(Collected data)
-- -- --

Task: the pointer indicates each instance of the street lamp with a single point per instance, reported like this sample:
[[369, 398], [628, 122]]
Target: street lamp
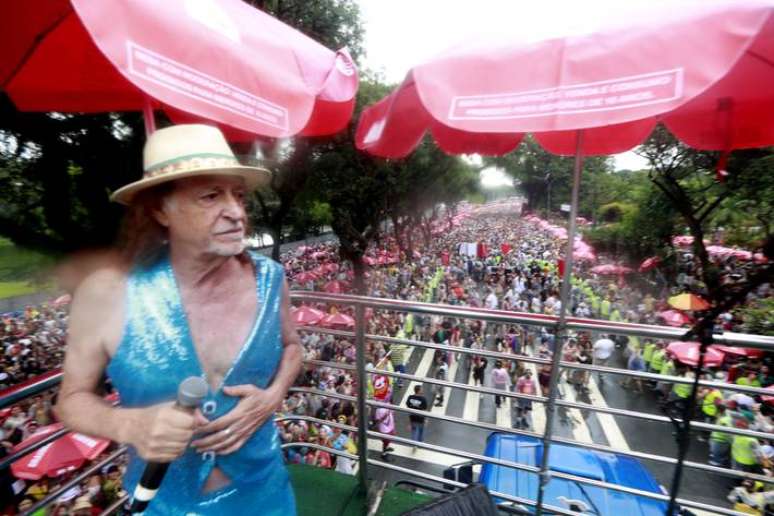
[[548, 193]]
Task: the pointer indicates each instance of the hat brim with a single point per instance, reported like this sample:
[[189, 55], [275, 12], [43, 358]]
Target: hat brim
[[255, 177]]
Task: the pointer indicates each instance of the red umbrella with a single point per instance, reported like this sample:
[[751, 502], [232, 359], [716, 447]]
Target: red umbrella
[[675, 318], [688, 353], [769, 398], [220, 60], [307, 316], [335, 287], [615, 85], [740, 352], [600, 93], [305, 277], [610, 270], [67, 453], [649, 263], [62, 300], [338, 320]]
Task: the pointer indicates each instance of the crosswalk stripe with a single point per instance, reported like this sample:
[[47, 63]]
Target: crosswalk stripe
[[402, 450], [611, 429], [446, 390]]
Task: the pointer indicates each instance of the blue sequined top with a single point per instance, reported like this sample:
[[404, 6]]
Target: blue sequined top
[[156, 353]]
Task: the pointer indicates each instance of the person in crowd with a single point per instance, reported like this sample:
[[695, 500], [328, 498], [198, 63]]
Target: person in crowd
[[525, 385], [417, 401]]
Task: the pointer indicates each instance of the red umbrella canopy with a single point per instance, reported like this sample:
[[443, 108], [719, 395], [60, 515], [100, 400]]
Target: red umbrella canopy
[[305, 277], [610, 269], [338, 320], [307, 316], [649, 263], [703, 70], [54, 459], [769, 398], [688, 354], [739, 352], [675, 318], [335, 287], [218, 60]]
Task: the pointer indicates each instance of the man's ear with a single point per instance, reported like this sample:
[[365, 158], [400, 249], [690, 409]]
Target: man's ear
[[159, 212]]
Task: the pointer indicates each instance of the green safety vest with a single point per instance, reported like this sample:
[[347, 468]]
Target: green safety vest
[[681, 390], [647, 353], [722, 437], [605, 308], [746, 381], [708, 404], [408, 325], [743, 450], [634, 344], [657, 361]]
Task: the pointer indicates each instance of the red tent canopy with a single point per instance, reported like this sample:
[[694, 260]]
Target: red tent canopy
[[307, 316], [688, 353], [703, 70], [67, 453], [649, 263], [220, 60], [610, 269], [338, 320], [739, 352], [675, 318]]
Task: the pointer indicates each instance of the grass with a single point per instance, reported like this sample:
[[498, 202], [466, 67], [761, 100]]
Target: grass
[[321, 492], [22, 271]]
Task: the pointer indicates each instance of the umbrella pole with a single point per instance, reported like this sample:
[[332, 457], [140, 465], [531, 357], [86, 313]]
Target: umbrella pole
[[148, 117], [561, 324]]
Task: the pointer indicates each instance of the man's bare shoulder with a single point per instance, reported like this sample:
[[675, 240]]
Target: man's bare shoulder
[[103, 284], [97, 311]]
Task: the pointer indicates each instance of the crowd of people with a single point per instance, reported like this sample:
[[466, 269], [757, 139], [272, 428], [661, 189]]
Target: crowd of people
[[494, 261]]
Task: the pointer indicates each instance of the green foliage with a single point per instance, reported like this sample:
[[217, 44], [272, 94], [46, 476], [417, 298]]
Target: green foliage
[[615, 211], [759, 317]]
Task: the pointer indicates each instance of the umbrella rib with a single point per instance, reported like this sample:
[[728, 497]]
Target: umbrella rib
[[761, 58], [33, 48]]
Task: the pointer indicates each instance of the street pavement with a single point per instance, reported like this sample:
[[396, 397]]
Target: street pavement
[[584, 426]]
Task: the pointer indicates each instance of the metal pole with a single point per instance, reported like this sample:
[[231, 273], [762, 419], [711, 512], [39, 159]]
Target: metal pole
[[561, 324], [362, 383], [148, 117], [684, 429]]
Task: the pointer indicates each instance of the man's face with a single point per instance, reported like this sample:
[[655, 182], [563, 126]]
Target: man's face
[[206, 214]]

-- -- --

• _Work instructions_:
Go back to the entries above and restate word for word every line from the first through the one that contains "Task: the pointer indicates each instance of the person", leaving the pictures behind.

• _Completed exercise_:
Task: the pointer indicates each instance of the street lamp with a single point per instance, reported like this sample:
[[369, 398], [628, 122]]
Target: street lamp
[[548, 193]]
Task: the pointer indicates each instance of the hat brim with a single point per instance, reported like this sample:
[[189, 55], [275, 12], [43, 358]]
Target: hat brim
[[255, 177]]
Task: the pointer indicates each instance of the red umbrella with a single point per instance, reported like this sample:
[[751, 502], [232, 359], [716, 447]]
Target: red umbrella
[[675, 318], [688, 353], [769, 398], [220, 60], [307, 316], [335, 287], [615, 85], [740, 352], [600, 93], [305, 277], [610, 270], [67, 453], [649, 263], [62, 300], [338, 320]]
Task: the pointer indicates each instance of the crosswalk stripe with a single point per instance, reported like this sample:
[[47, 63]]
Target: crosswalk stripe
[[402, 450], [611, 429], [446, 390]]
Task: the pointer indicates each instance of the blue sequined top with a single point per instance, reported like this sample:
[[404, 6]]
Target: blue sequined top
[[156, 353]]
Task: the pointer indicates each instance of the person in crowd with a single point per instance, reported like this sample:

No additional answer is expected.